SHORT EXERCISE:
The listing below should be copied in full, word for word.

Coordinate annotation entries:
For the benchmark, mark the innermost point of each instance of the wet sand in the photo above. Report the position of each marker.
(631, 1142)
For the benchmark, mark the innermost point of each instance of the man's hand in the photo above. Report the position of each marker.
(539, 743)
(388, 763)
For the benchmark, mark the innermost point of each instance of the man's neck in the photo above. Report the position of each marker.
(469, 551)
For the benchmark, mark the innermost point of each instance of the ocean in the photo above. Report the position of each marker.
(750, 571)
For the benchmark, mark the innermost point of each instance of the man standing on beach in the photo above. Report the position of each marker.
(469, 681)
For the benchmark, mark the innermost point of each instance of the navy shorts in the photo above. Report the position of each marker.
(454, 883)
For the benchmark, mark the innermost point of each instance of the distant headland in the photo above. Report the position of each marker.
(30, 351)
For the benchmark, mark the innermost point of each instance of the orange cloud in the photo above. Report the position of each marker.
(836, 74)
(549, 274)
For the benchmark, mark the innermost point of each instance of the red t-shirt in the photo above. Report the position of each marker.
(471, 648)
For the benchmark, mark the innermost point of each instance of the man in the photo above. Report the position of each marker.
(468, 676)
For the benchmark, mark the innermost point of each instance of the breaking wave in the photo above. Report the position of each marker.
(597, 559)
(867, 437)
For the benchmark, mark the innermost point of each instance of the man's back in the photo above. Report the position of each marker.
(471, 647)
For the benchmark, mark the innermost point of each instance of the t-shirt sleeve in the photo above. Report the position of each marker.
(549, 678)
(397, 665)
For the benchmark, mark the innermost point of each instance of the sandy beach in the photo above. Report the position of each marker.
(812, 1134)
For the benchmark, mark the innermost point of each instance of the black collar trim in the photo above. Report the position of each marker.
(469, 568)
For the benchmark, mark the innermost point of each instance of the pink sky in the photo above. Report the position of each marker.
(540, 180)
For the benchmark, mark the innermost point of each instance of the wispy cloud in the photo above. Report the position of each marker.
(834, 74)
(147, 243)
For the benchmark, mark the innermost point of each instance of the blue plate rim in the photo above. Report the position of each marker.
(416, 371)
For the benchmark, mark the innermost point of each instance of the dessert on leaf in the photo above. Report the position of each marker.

EXPECTED ANSWER:
For the benchmark, mark the innermost point of each instance of the wet sand in the photo above. Report the position of each marker.
(631, 1142)
For the benchmark, mark the innermost point of each instance of the man's hand in the photo above. Report the position of each marker.
(539, 743)
(388, 763)
For the benchmark, mark the innermost point of each instance of the man's neck in the photo above. Report the position of each marker.
(469, 551)
For the benchmark, mark the innermost point of each instance of the ocean in the photo above. Report the position of each marker.
(750, 571)
For the benchmark, mark the innermost point of each instance of the man standing on beach in the photo above. Report the position of each marker.
(469, 681)
For the benchmark, mark the innermost point of each instance of the navy shorts in the photo above. Report the position of each marker.
(454, 883)
For the benchmark, mark the innermost point of each instance of the distant headland in the photo above. Report the position of each marker.
(30, 351)
For the benchmark, mark the innermost point of each instance of the orange cloud in the photo above. Report the position of each marker.
(836, 74)
(549, 274)
For the benchmark, mark the innermost point of each instance of the red t-shirt in the photo above. Report the position of each marker.
(471, 648)
For the benchmark, mark the innermost point of each instance of the man in the photo above. Report the position of each marker.
(468, 676)
For the benchmark, mark the innermost point of each instance of the breaking wave in the photo above. Report the position of each marker.
(597, 559)
(867, 437)
For the benchmark, mark the innermost point of each instance of the man's back in the photo above. Report the position of each marker.
(471, 647)
For the benchmark, mark the innermost point of each instance of the t-shirt sleeve in the photo above. Report the position of each marker.
(549, 678)
(397, 665)
For the benchmark, mark the innermost point of each instance of the sandy beach in the photo above. Report the position of each marker.
(812, 1134)
For the benchmark, mark the innermost point of each instance of the black collar trim in the photo above. Report the position of each marker.
(469, 568)
For the benchmark, mark the innermost point of each instance of the pink sky in the photo above. Report the position of each marker.
(540, 180)
For the benchmark, mark the innermost point of each instance of the wispy cloud in the photo above. Report the position of each marker.
(834, 74)
(147, 243)
For the benchmark, mark the innermost point of each instance of the blue plate rim in the photo above. Report the position of each marker.
(416, 371)
For the benchmark, mark the innermost point of each instance of the dessert on leaf in the photo above. Report the position of each marker.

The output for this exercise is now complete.